Begin Given entries
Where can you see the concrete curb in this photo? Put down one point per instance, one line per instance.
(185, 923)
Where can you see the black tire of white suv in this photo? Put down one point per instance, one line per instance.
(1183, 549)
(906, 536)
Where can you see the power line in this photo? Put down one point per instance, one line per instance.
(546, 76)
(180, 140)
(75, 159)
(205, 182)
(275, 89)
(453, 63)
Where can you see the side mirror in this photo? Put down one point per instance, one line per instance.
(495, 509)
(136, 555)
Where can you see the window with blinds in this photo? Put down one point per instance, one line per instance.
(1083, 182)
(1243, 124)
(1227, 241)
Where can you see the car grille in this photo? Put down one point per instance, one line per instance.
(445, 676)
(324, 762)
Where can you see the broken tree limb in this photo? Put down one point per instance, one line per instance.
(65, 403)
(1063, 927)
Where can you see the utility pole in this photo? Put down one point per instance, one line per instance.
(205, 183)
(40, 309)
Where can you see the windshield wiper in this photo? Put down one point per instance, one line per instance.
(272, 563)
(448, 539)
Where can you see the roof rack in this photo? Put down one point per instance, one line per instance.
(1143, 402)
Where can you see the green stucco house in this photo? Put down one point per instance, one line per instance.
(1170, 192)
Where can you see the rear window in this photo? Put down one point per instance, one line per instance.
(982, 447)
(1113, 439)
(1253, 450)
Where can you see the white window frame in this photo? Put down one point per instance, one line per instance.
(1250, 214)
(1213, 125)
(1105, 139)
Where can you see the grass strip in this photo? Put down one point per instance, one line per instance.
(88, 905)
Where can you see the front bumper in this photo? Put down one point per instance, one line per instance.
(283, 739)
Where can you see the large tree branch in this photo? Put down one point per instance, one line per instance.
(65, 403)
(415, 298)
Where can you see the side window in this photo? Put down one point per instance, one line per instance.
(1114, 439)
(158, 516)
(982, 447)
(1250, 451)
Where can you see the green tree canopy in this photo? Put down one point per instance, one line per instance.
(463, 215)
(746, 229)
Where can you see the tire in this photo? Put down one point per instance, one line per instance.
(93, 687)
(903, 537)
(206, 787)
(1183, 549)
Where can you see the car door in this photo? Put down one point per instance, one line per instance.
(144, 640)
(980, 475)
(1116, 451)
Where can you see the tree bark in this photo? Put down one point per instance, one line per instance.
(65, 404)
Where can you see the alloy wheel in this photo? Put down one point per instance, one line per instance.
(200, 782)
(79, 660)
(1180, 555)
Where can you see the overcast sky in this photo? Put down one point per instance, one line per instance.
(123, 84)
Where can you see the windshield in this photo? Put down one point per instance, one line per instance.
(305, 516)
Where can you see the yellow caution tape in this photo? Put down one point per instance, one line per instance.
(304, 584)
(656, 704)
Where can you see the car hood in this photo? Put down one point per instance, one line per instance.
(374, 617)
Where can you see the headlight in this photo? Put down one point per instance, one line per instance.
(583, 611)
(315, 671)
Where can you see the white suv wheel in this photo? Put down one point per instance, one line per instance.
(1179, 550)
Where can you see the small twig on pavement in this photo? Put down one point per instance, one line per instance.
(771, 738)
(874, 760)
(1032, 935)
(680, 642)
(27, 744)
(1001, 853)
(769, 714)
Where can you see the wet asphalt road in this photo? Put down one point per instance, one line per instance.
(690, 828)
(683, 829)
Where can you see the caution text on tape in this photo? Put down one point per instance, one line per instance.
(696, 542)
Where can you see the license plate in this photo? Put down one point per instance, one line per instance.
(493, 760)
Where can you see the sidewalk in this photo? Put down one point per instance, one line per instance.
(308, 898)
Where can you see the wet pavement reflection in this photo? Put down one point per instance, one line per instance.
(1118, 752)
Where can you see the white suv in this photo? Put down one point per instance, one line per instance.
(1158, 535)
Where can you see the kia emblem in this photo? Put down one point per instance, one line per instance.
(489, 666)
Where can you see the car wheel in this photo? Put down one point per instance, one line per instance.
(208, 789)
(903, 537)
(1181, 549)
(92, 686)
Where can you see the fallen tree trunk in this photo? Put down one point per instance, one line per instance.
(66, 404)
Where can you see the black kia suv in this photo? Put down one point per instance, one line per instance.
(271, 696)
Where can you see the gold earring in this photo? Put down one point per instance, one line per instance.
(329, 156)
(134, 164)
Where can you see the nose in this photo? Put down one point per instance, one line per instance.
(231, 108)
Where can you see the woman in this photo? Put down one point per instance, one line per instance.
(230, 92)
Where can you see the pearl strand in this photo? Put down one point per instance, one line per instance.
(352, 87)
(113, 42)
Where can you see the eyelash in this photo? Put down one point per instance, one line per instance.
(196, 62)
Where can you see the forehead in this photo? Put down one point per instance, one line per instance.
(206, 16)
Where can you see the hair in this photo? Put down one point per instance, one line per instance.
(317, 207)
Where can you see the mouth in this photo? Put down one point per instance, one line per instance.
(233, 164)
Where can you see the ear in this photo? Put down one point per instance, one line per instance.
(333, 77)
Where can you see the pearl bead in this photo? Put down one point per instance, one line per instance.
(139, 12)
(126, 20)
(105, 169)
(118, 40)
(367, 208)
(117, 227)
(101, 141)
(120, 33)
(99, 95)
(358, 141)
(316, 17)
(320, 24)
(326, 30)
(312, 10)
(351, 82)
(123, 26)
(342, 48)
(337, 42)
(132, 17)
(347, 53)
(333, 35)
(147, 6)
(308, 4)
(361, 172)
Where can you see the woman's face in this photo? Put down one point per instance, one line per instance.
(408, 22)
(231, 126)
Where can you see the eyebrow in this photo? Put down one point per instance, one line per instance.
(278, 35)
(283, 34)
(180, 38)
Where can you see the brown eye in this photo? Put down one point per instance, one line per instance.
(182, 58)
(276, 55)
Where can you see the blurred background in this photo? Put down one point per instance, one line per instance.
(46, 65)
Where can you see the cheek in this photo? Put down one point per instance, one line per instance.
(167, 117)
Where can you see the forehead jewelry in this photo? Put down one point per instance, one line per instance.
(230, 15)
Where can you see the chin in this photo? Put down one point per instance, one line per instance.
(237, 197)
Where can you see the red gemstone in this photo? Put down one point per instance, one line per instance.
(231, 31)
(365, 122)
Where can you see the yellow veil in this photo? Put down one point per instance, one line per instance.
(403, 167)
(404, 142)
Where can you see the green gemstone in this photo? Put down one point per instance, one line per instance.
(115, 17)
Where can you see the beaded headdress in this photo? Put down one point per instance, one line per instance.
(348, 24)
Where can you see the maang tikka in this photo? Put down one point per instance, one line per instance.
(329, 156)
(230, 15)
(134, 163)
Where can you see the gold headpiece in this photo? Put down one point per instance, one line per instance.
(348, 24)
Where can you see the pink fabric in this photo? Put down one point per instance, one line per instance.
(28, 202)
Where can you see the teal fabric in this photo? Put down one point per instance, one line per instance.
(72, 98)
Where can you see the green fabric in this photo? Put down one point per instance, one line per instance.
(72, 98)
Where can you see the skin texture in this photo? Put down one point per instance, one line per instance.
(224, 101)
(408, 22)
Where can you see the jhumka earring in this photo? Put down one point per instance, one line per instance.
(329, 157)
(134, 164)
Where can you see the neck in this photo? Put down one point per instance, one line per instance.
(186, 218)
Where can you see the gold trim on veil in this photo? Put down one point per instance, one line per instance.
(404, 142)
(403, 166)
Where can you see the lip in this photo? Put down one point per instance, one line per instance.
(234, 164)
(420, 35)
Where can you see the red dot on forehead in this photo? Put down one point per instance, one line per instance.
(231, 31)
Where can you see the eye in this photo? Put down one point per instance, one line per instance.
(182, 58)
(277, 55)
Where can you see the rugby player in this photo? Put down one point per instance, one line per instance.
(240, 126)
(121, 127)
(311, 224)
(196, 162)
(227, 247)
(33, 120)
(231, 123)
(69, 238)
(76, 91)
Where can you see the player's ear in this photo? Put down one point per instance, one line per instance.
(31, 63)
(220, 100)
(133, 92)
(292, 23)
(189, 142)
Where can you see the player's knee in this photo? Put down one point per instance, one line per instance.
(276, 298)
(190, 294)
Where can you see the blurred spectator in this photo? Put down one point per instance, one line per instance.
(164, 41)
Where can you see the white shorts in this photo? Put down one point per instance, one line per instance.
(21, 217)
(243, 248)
End Given entries
Written task -> Copy out, word for word, the part of the records that starts with the line containing "Where can you see the neck" and runs through the end of the records.

Solution to this exercise ->
Where can you see the neck in this photo? Put down one point per instance, one line per instance.
(186, 218)
Where can you see the gold trim on veil in this photo? Put down one point per instance, one line per instance.
(404, 142)
(403, 166)
Where can you see the lip in this photo? Put down one point per instance, one line per instance.
(234, 164)
(420, 35)
Where can you see the red dot on forehead in this photo? Put down one point per instance, one line per instance.
(231, 31)
Where can you see the eye in this photo? Put down one point per instance, one line per instance.
(182, 58)
(277, 55)
Where can you see the rugby player in this photo? Put down one point per instance, one line per instance.
(240, 126)
(121, 127)
(311, 224)
(196, 162)
(227, 247)
(33, 120)
(231, 123)
(69, 238)
(76, 91)
Where can you see the player's ear in this photo? Put down one point per instance, one line per instance.
(31, 63)
(220, 100)
(133, 92)
(292, 23)
(189, 142)
Where can you see the player's knee in this photo? Put down one point per instance, one line per instance.
(276, 298)
(190, 294)
Where can you see the blurred spectator in this photo? Put down one point per instance, one line per instance.
(164, 41)
Where can you see the white shorts in this photo? Put down one point per instance, one line per instance.
(21, 217)
(243, 248)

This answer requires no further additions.